Written task: Please change "one per instance" to "one per occurrence" in the items, beginning at the first line and stopping after the line that contains "x=105, y=24". Write out those lines again with nothing else altered.

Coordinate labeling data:
— START —
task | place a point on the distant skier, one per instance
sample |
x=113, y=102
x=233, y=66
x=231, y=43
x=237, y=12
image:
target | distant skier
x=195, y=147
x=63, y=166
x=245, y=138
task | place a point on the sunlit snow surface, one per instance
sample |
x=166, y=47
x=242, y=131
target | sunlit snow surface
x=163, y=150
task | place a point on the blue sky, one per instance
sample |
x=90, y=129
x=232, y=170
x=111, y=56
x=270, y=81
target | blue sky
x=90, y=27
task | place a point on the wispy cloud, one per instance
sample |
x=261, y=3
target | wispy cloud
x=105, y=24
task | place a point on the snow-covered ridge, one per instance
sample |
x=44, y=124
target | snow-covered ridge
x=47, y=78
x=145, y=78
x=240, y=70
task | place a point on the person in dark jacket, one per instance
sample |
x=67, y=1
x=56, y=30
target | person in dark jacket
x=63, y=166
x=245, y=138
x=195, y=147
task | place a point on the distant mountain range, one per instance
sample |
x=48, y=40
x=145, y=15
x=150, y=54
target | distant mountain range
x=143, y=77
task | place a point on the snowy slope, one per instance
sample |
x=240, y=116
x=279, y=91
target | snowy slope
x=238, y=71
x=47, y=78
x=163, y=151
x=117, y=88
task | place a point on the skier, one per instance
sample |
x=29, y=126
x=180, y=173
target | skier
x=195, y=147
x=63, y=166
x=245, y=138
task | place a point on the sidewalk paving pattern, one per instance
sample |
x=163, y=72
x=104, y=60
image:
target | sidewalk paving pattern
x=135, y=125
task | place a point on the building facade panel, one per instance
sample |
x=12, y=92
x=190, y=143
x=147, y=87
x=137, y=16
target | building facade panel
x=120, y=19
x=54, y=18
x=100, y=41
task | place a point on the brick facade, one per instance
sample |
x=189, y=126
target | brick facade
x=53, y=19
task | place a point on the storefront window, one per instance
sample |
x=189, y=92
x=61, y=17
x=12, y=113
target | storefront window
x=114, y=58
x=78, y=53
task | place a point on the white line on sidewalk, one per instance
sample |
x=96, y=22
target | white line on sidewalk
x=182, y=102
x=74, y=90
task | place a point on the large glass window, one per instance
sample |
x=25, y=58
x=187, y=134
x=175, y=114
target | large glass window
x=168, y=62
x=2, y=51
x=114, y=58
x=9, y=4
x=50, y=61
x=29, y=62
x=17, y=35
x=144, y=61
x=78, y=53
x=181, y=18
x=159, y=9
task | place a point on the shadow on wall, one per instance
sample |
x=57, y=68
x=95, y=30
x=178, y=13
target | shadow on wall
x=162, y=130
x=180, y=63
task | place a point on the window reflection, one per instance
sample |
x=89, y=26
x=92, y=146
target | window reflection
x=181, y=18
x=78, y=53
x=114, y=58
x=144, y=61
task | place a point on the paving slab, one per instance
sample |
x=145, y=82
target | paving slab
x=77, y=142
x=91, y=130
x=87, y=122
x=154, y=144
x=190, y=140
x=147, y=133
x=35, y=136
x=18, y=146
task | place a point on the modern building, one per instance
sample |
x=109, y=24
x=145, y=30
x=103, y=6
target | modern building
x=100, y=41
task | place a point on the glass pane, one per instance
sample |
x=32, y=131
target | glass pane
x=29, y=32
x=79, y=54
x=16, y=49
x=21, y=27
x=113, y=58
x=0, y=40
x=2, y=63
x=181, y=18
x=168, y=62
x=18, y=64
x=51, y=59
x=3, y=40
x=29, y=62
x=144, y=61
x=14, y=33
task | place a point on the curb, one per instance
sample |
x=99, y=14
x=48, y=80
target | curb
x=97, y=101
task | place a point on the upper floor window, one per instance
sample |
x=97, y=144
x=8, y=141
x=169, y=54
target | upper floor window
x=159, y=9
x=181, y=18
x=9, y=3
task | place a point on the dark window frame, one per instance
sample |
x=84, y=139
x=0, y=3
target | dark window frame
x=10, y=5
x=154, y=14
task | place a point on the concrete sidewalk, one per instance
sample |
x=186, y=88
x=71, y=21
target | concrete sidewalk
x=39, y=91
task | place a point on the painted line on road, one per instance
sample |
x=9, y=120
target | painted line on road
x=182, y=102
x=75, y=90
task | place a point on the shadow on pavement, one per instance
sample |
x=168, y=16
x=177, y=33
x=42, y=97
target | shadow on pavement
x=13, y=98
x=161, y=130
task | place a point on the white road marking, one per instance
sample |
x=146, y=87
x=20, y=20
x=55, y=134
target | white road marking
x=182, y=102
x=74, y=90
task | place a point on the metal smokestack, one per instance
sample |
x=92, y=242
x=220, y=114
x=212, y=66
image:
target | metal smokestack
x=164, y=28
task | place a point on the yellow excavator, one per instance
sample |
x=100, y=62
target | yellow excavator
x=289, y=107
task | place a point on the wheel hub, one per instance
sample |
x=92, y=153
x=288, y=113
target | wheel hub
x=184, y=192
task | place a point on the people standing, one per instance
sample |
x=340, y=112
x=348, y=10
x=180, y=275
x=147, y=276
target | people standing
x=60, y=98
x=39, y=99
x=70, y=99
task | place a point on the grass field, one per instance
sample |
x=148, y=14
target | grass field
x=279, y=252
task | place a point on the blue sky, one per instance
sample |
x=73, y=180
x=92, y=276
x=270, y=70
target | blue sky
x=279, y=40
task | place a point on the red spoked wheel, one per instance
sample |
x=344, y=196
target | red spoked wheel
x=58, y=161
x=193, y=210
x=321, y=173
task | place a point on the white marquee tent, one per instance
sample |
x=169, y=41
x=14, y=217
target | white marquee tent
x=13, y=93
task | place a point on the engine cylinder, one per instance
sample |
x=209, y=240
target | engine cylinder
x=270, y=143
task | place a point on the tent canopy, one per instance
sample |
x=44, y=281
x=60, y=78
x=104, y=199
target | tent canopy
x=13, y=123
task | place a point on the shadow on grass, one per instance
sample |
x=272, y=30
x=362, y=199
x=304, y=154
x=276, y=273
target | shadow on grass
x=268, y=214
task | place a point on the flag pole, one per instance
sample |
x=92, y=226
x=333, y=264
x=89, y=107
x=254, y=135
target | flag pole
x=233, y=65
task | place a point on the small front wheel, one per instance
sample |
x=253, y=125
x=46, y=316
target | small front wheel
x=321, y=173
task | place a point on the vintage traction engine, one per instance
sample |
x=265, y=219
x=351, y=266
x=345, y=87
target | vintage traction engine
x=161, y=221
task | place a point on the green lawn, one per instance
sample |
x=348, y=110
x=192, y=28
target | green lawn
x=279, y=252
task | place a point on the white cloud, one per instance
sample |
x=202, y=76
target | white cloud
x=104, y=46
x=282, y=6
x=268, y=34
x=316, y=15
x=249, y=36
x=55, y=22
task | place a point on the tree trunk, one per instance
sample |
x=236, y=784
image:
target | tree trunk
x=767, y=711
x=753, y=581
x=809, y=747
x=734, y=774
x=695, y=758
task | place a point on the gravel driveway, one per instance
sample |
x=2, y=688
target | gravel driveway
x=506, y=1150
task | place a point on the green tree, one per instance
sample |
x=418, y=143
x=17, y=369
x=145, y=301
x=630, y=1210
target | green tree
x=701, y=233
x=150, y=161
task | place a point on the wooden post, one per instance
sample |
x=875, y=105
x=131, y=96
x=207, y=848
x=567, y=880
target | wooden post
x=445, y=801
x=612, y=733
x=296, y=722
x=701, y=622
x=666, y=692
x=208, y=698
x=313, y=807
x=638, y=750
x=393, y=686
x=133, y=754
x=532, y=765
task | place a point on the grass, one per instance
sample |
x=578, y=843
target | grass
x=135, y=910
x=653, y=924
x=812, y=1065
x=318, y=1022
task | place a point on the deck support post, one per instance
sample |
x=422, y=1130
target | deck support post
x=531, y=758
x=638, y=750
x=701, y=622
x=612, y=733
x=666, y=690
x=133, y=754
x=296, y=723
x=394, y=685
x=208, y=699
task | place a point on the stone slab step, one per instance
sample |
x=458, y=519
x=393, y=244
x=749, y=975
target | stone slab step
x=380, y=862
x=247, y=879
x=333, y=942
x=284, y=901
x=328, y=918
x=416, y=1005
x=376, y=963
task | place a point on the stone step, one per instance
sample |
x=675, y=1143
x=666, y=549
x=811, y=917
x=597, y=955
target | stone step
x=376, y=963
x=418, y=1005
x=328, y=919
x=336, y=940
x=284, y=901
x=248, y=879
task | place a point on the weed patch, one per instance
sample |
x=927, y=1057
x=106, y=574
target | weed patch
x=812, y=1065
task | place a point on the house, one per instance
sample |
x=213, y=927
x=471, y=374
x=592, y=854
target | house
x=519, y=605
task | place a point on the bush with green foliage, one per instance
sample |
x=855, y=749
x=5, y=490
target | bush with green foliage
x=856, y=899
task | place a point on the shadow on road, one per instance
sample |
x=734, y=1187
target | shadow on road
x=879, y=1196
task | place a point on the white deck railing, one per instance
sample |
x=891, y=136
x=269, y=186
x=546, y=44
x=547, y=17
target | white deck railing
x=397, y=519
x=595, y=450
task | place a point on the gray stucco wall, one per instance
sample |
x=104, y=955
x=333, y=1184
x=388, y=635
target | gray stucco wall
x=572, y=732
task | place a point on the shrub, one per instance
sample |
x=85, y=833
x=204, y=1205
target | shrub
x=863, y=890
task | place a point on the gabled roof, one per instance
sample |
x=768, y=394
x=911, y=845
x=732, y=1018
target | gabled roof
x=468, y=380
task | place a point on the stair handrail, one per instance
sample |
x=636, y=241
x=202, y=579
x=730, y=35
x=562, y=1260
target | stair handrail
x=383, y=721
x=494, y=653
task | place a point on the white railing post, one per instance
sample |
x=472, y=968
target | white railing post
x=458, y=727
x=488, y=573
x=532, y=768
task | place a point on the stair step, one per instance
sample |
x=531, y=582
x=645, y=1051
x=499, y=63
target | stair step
— END —
The result:
task | place a point on the distant skier, one per occurrence
sample |
x=113, y=102
x=233, y=66
x=231, y=43
x=237, y=12
image:
target | distant skier
x=195, y=147
x=63, y=166
x=245, y=138
task | place a point on the sunlit snow surface, one per occurrence
sample |
x=166, y=47
x=242, y=131
target | sunlit snow surface
x=163, y=150
task | place a point on the blue sky, one per occurrence
sample |
x=90, y=129
x=232, y=170
x=111, y=56
x=270, y=81
target | blue sky
x=90, y=27
task | place a point on the wispy cloud, one per occurrence
sample |
x=261, y=3
target | wispy cloud
x=105, y=24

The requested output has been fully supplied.